*Job*
Reproduce every one of the entries below word for word, with each line unchanged and in its original order.

>> Start

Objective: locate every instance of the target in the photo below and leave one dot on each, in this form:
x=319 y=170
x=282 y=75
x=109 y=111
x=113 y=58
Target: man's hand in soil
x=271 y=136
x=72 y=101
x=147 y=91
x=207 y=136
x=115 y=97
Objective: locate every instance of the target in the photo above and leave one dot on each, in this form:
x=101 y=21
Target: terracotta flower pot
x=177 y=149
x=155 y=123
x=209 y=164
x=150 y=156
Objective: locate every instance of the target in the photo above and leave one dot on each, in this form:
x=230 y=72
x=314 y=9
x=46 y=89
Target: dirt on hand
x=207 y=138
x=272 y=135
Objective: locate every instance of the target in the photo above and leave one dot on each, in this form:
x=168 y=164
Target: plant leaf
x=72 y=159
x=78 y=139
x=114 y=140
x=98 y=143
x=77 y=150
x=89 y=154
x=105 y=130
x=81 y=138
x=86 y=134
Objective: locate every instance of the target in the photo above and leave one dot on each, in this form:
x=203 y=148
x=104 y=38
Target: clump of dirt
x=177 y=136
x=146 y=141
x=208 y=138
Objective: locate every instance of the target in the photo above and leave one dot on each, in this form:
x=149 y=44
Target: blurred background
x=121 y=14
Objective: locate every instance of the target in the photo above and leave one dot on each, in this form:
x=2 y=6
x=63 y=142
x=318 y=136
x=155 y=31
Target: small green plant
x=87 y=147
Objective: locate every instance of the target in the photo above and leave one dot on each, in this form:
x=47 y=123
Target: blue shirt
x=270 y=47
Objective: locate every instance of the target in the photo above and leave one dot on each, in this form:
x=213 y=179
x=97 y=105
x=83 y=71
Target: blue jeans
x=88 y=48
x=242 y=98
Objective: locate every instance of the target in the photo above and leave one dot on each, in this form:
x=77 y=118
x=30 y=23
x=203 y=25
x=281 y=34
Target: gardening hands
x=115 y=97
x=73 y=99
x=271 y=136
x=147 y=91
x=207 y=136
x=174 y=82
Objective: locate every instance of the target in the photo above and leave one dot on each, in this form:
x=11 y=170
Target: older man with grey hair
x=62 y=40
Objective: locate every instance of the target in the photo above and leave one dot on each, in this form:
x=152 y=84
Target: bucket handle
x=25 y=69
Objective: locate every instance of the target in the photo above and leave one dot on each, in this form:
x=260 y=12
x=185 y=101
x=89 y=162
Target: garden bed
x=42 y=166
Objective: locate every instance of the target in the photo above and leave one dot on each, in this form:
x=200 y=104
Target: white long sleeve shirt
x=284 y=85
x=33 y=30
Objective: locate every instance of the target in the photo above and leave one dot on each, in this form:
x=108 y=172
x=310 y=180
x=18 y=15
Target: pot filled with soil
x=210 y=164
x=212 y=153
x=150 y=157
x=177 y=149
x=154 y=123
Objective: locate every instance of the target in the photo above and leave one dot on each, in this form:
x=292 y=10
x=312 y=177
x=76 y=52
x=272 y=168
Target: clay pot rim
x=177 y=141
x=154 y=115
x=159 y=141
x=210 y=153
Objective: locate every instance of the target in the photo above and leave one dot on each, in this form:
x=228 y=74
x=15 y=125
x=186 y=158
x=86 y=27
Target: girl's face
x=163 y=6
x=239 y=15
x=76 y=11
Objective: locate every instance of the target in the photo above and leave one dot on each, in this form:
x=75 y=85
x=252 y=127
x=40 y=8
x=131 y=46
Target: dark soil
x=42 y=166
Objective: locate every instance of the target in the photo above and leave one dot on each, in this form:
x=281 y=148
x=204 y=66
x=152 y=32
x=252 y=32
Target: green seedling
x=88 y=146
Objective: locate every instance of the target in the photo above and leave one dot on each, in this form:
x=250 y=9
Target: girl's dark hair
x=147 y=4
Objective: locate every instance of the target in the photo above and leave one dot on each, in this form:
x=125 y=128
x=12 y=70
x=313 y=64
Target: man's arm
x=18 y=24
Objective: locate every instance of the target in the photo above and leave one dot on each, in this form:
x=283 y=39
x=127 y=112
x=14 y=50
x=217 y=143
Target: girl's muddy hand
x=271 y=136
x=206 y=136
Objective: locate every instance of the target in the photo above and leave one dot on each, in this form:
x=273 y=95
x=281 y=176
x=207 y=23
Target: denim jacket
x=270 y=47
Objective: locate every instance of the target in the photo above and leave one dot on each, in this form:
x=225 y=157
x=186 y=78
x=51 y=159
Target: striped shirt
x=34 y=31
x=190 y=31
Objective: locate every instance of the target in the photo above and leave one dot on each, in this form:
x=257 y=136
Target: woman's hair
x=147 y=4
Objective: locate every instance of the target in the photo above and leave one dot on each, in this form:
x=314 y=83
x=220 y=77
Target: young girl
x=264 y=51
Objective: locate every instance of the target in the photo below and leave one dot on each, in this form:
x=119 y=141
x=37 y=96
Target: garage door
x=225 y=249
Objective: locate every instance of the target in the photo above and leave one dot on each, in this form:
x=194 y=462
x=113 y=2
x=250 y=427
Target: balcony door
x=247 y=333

>> End

*Final result*
Objective: locate every instance of the target in the photo below and leave one dot on each, in this form:
x=319 y=170
x=282 y=75
x=109 y=111
x=113 y=58
Target: man's hand in soil
x=271 y=136
x=72 y=101
x=147 y=91
x=207 y=136
x=115 y=97
Objective: locate every instance of the target in the photo above and leave one dot on each, in this form:
x=101 y=21
Target: terracotta flower pot
x=177 y=149
x=155 y=123
x=209 y=164
x=150 y=156
Objective: locate every instance of the target in the photo above and leave one dot on each, in this form:
x=230 y=72
x=314 y=9
x=46 y=89
Target: dirt on hand
x=207 y=138
x=272 y=135
Objective: locate every instance of the target in the photo above and leave one dot on each, in this form:
x=168 y=164
Target: plant leaf
x=72 y=159
x=78 y=139
x=114 y=140
x=98 y=143
x=77 y=150
x=89 y=154
x=105 y=130
x=81 y=138
x=86 y=134
Objective: locate every instance of the target in the photo above and leave one dot on each, in this form:
x=203 y=148
x=104 y=38
Target: clump of dirt
x=177 y=136
x=146 y=141
x=208 y=138
Objective: locate every instance of the target in the photo above and leave one dot on each, in this form:
x=149 y=44
Target: blurred background
x=121 y=14
Objective: locate every instance of the target in the photo above and leave one dot on each, in this form:
x=2 y=6
x=63 y=142
x=318 y=136
x=155 y=31
Target: small green plant
x=87 y=147
Objective: locate every instance of the target in the photo above and leave one dot on each, in this form:
x=47 y=123
Target: blue shirt
x=270 y=47
Objective: locate every instance of the target in the photo above and leave one dot on each, in this form:
x=213 y=179
x=97 y=105
x=83 y=71
Target: blue jeans
x=88 y=48
x=242 y=98
Objective: locate every instance of the target in the photo above and leave one dot on each, in this form:
x=77 y=118
x=30 y=23
x=203 y=25
x=281 y=34
Target: gardening hands
x=115 y=97
x=73 y=99
x=271 y=136
x=147 y=91
x=207 y=136
x=174 y=82
Objective: locate every instance of the target in the photo above and leave one dot on each, in this form:
x=11 y=170
Target: older man with grey hair
x=62 y=40
Objective: locate every instance of the target in the photo above and leave one dot on each, in this form:
x=152 y=84
Target: bucket handle
x=25 y=69
Objective: locate every instance of the target in the photo above and leave one dot on each, in this form:
x=260 y=12
x=185 y=101
x=89 y=162
Target: garden bed
x=42 y=166
Objective: locate every instance of the target in the photo above and leave one dot on each, in this form:
x=200 y=104
Target: white long sleeve shirt
x=284 y=85
x=33 y=30
Objective: locate every instance of the target in the photo above and leave one dot on each, in this form:
x=108 y=172
x=310 y=180
x=18 y=15
Target: pot filled with soil
x=210 y=164
x=212 y=153
x=150 y=157
x=177 y=149
x=154 y=123
Objective: locate every instance of the target in the photo above and leave one dot on each, in this form:
x=292 y=10
x=312 y=177
x=76 y=52
x=272 y=168
Target: clay pot rim
x=177 y=141
x=154 y=115
x=159 y=141
x=210 y=153
Objective: locate every instance of the target in the photo above and leave one dot on each, in this form:
x=228 y=74
x=15 y=125
x=186 y=158
x=86 y=27
Target: girl's face
x=163 y=6
x=239 y=15
x=76 y=11
Objective: locate every instance of the target in the photo above and leave one dot on each, in this form:
x=75 y=85
x=252 y=127
x=40 y=8
x=131 y=46
Target: dark soil
x=42 y=166
Objective: locate every instance of the target in the photo above and leave one dot on each, in this form:
x=281 y=148
x=204 y=66
x=152 y=32
x=252 y=32
Target: green seedling
x=88 y=146
Objective: locate every instance of the target in the photo above and leave one dot on each, in this form:
x=250 y=9
Target: girl's dark hair
x=147 y=4
Objective: locate every instance of the target in the photo above and leave one dot on each, in this form:
x=125 y=128
x=12 y=70
x=313 y=64
Target: man's arm
x=18 y=24
Objective: locate every instance of the target in the photo above and leave one dot on each, in this form:
x=283 y=39
x=127 y=112
x=14 y=50
x=217 y=143
Target: girl's muddy hand
x=271 y=136
x=206 y=136
Objective: locate every instance of the target in the photo above and leave one dot on each, in this form:
x=273 y=95
x=281 y=176
x=207 y=23
Target: denim jacket
x=270 y=47
Objective: locate every instance of the target in the photo above and leave one dot on each, in this form:
x=225 y=157
x=186 y=78
x=51 y=159
Target: striped shirt
x=34 y=31
x=190 y=31
Objective: locate every instance of the target in the photo above and leave one dot on each, in this form:
x=257 y=136
Target: woman's hair
x=147 y=4
Objective: locate every instance of the target in the photo above and leave one dot on each, in this form:
x=314 y=83
x=220 y=77
Target: young girl
x=264 y=51
Objective: locate every instance of the target in the photo below and leave one dot on each, in this form:
x=119 y=141
x=37 y=96
Target: garage door
x=225 y=249
Objective: locate every instance of the target in the photo above and leave one dot on each, in this form:
x=194 y=462
x=113 y=2
x=250 y=427
Target: balcony door
x=247 y=333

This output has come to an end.